• _Directive_
Update the rows from the line containing "Return the polygon of every instance of the gray" down to the line containing "210 209 L 206" by replacing "gray cloud" with "white cloud", leaving everything else unchanged.

• _Data to use_
:::::
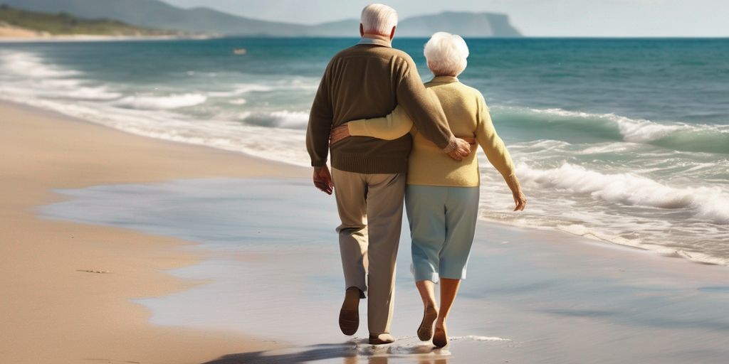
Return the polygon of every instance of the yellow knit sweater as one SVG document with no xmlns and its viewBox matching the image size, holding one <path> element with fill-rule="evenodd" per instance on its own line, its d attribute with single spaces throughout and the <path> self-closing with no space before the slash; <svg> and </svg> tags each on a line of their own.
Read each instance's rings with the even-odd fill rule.
<svg viewBox="0 0 729 364">
<path fill-rule="evenodd" d="M 494 129 L 481 92 L 453 76 L 435 77 L 425 87 L 440 101 L 453 135 L 475 138 L 488 161 L 509 181 L 514 174 L 514 165 L 504 142 Z M 475 150 L 461 162 L 452 159 L 441 148 L 418 132 L 410 116 L 399 106 L 386 116 L 354 120 L 348 125 L 351 135 L 380 139 L 397 139 L 410 132 L 413 151 L 408 165 L 408 184 L 460 187 L 480 184 Z"/>
</svg>

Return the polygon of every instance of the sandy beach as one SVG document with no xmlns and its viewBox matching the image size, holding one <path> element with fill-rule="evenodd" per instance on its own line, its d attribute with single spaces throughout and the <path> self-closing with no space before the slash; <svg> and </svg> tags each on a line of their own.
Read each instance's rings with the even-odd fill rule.
<svg viewBox="0 0 729 364">
<path fill-rule="evenodd" d="M 398 341 L 367 345 L 366 328 L 354 338 L 337 329 L 336 212 L 308 169 L 15 104 L 0 104 L 0 121 L 4 362 L 714 363 L 729 355 L 725 267 L 483 221 L 448 349 L 413 338 L 421 308 L 407 229 Z"/>
<path fill-rule="evenodd" d="M 55 188 L 193 177 L 300 177 L 305 170 L 131 135 L 14 104 L 0 104 L 0 125 L 3 362 L 201 363 L 275 347 L 252 335 L 152 325 L 149 310 L 129 301 L 200 284 L 161 272 L 198 262 L 201 253 L 179 249 L 191 242 L 42 220 L 34 208 L 59 200 L 50 191 Z"/>
</svg>

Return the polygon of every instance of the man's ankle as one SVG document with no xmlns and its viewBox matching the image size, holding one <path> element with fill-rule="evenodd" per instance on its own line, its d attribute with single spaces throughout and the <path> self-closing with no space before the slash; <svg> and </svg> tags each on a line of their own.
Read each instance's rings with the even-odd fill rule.
<svg viewBox="0 0 729 364">
<path fill-rule="evenodd" d="M 345 291 L 345 295 L 346 295 L 347 297 L 349 297 L 350 296 L 356 296 L 358 298 L 364 298 L 364 293 L 362 292 L 362 290 L 358 287 L 350 287 L 347 288 Z"/>
</svg>

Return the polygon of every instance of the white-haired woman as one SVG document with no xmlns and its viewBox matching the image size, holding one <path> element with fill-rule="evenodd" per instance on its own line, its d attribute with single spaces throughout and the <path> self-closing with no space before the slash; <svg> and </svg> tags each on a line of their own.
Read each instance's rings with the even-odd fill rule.
<svg viewBox="0 0 729 364">
<path fill-rule="evenodd" d="M 511 157 L 494 129 L 483 96 L 456 77 L 466 68 L 469 55 L 466 42 L 457 35 L 438 32 L 426 44 L 424 53 L 428 68 L 435 76 L 426 87 L 440 101 L 453 135 L 478 143 L 511 189 L 516 205 L 514 210 L 523 210 L 526 199 L 514 174 Z M 413 271 L 424 306 L 418 336 L 423 341 L 432 338 L 434 345 L 443 347 L 448 344 L 445 320 L 461 280 L 466 277 L 475 232 L 480 185 L 476 154 L 461 162 L 449 158 L 418 132 L 399 107 L 386 116 L 355 120 L 335 129 L 332 143 L 350 135 L 391 140 L 408 132 L 413 136 L 413 150 L 405 206 L 412 237 Z M 435 283 L 439 279 L 440 309 L 435 300 Z"/>
</svg>

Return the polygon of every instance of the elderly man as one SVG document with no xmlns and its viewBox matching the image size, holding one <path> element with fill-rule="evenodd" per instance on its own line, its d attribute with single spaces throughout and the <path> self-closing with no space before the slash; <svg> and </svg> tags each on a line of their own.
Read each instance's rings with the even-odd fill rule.
<svg viewBox="0 0 729 364">
<path fill-rule="evenodd" d="M 311 106 L 306 135 L 314 185 L 330 194 L 335 191 L 341 219 L 337 232 L 346 290 L 340 328 L 346 335 L 356 332 L 359 299 L 367 291 L 373 344 L 394 341 L 390 323 L 395 258 L 412 138 L 348 138 L 332 147 L 330 174 L 327 157 L 332 128 L 348 120 L 386 115 L 399 105 L 419 132 L 443 153 L 456 160 L 470 154 L 469 143 L 451 132 L 412 58 L 391 47 L 397 25 L 397 14 L 389 7 L 373 4 L 362 10 L 362 40 L 330 61 Z"/>
</svg>

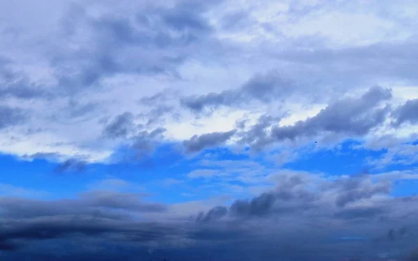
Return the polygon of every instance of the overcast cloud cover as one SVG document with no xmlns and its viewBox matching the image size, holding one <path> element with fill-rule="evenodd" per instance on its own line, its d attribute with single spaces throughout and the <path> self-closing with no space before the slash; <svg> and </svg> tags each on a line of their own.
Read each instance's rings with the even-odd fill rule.
<svg viewBox="0 0 418 261">
<path fill-rule="evenodd" d="M 412 0 L 0 0 L 0 260 L 418 260 Z"/>
</svg>

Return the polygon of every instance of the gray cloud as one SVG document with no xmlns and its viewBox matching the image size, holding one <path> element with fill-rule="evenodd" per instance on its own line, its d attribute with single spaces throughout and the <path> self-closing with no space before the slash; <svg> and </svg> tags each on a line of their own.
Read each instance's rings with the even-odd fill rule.
<svg viewBox="0 0 418 261">
<path fill-rule="evenodd" d="M 210 209 L 206 214 L 201 212 L 197 216 L 196 221 L 198 222 L 215 221 L 222 219 L 228 214 L 228 209 L 226 207 L 217 206 Z"/>
<path fill-rule="evenodd" d="M 316 258 L 330 255 L 329 258 L 335 260 L 348 253 L 354 255 L 353 248 L 360 248 L 355 253 L 359 256 L 364 256 L 362 255 L 364 253 L 377 255 L 387 242 L 403 246 L 401 253 L 414 246 L 408 242 L 413 241 L 412 235 L 418 231 L 418 227 L 414 225 L 415 215 L 408 216 L 415 209 L 408 210 L 405 204 L 411 206 L 416 198 L 385 198 L 384 201 L 376 203 L 366 191 L 364 196 L 354 198 L 350 203 L 355 204 L 339 205 L 333 199 L 356 187 L 366 190 L 369 186 L 366 180 L 371 177 L 361 176 L 349 182 L 346 179 L 350 177 L 318 180 L 307 174 L 288 172 L 272 177 L 276 187 L 272 191 L 251 200 L 237 200 L 229 208 L 212 207 L 206 213 L 200 213 L 196 222 L 186 221 L 186 217 L 170 221 L 165 206 L 144 202 L 135 194 L 93 191 L 76 200 L 47 201 L 1 198 L 0 247 L 13 253 L 13 257 L 24 253 L 24 249 L 37 255 L 42 251 L 44 242 L 49 247 L 52 247 L 52 242 L 58 242 L 56 247 L 63 251 L 62 248 L 67 247 L 63 243 L 65 240 L 77 238 L 79 245 L 109 246 L 102 250 L 109 255 L 111 248 L 119 246 L 125 253 L 153 247 L 160 255 L 173 255 L 171 258 L 183 257 L 180 253 L 187 248 L 189 257 L 184 257 L 185 260 L 199 256 L 204 260 L 212 260 L 217 253 L 233 260 L 244 256 L 259 260 L 263 253 L 285 260 L 286 257 L 289 260 L 305 258 L 300 251 L 291 251 L 288 246 L 292 245 L 299 250 L 305 249 L 308 251 L 307 260 L 314 260 L 314 253 Z M 321 189 L 311 187 L 314 184 Z M 305 205 L 300 205 L 302 202 Z M 135 214 L 147 213 L 165 216 L 159 219 L 156 216 L 145 215 L 141 221 L 133 218 L 137 216 Z M 412 226 L 406 230 L 402 228 L 403 223 Z M 385 237 L 384 241 L 373 240 L 382 235 Z M 356 235 L 369 238 L 349 244 L 338 241 L 325 243 L 333 242 L 332 240 L 337 240 L 338 237 Z M 394 241 L 389 237 L 394 237 Z M 373 244 L 365 244 L 364 240 Z M 274 248 L 274 245 L 281 246 Z M 27 248 L 30 246 L 33 247 Z M 239 253 L 235 251 L 237 247 L 241 249 Z M 203 249 L 210 251 L 210 257 L 205 256 Z M 248 253 L 242 254 L 242 249 L 248 250 Z M 362 251 L 366 252 L 362 254 Z M 66 253 L 76 256 L 72 250 Z M 83 253 L 90 258 L 97 256 Z M 144 253 L 138 255 L 137 258 L 144 256 Z"/>
<path fill-rule="evenodd" d="M 238 200 L 230 208 L 232 215 L 238 216 L 257 216 L 268 214 L 272 209 L 276 197 L 273 193 L 264 193 L 250 201 Z"/>
<path fill-rule="evenodd" d="M 322 133 L 361 136 L 384 122 L 389 108 L 380 105 L 391 98 L 391 90 L 376 86 L 360 97 L 339 100 L 315 116 L 297 121 L 294 125 L 278 127 L 274 123 L 279 122 L 263 116 L 251 129 L 241 134 L 242 141 L 257 148 L 274 141 L 295 140 Z M 272 127 L 269 135 L 265 130 L 270 124 Z"/>
<path fill-rule="evenodd" d="M 186 153 L 196 152 L 206 148 L 223 144 L 230 139 L 236 130 L 226 132 L 212 132 L 201 136 L 194 135 L 188 140 L 183 141 Z"/>
<path fill-rule="evenodd" d="M 194 49 L 206 45 L 203 39 L 214 44 L 209 40 L 211 26 L 203 14 L 216 4 L 179 1 L 173 8 L 150 5 L 132 15 L 106 13 L 98 17 L 73 5 L 63 19 L 64 38 L 78 41 L 77 29 L 81 26 L 90 36 L 84 40 L 87 44 L 79 42 L 83 49 L 56 52 L 52 57 L 56 68 L 79 68 L 72 74 L 59 73 L 59 85 L 75 92 L 122 73 L 178 77 L 177 66 L 192 54 L 185 47 Z"/>
<path fill-rule="evenodd" d="M 116 116 L 111 122 L 105 126 L 103 133 L 110 138 L 125 138 L 134 127 L 132 122 L 134 116 L 129 112 L 125 112 Z"/>
<path fill-rule="evenodd" d="M 395 125 L 400 125 L 404 122 L 414 125 L 418 123 L 417 111 L 418 111 L 418 99 L 407 101 L 392 112 L 392 116 L 395 119 L 394 123 Z"/>
<path fill-rule="evenodd" d="M 207 106 L 237 106 L 251 100 L 261 102 L 284 100 L 293 91 L 291 83 L 277 71 L 272 71 L 255 75 L 238 89 L 186 97 L 181 102 L 192 110 L 201 111 Z"/>
<path fill-rule="evenodd" d="M 0 129 L 22 123 L 26 118 L 26 114 L 20 109 L 0 105 Z"/>
<path fill-rule="evenodd" d="M 85 170 L 86 164 L 86 161 L 79 159 L 69 159 L 56 166 L 54 171 L 57 173 L 68 171 L 81 172 Z"/>
</svg>

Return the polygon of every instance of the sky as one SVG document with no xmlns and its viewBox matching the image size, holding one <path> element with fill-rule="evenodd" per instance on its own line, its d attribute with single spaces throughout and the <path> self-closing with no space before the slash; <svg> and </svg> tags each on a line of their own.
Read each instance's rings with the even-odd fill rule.
<svg viewBox="0 0 418 261">
<path fill-rule="evenodd" d="M 418 260 L 413 0 L 0 0 L 1 260 Z"/>
</svg>

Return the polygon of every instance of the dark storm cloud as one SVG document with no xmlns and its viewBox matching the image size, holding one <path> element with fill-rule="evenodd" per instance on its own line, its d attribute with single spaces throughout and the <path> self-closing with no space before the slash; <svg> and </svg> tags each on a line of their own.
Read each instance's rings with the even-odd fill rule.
:::::
• _Output for this task_
Return the polygon of every instance of the white cloud as one SVG document with no xmlns and its viewBox matching the image size, holding one <path> element with fill-rule="evenodd" per instance on its own line, its d attribute with single spaces throughout and the <path> self-closing with no space before the slash; <svg> and </svg> tags each on a line of their own.
Read each instance's rings with the even-odd fill rule.
<svg viewBox="0 0 418 261">
<path fill-rule="evenodd" d="M 210 209 L 206 214 L 201 212 L 197 216 L 196 221 L 198 222 L 215 221 L 222 219 L 228 214 L 228 209 L 226 207 L 217 206 Z"/>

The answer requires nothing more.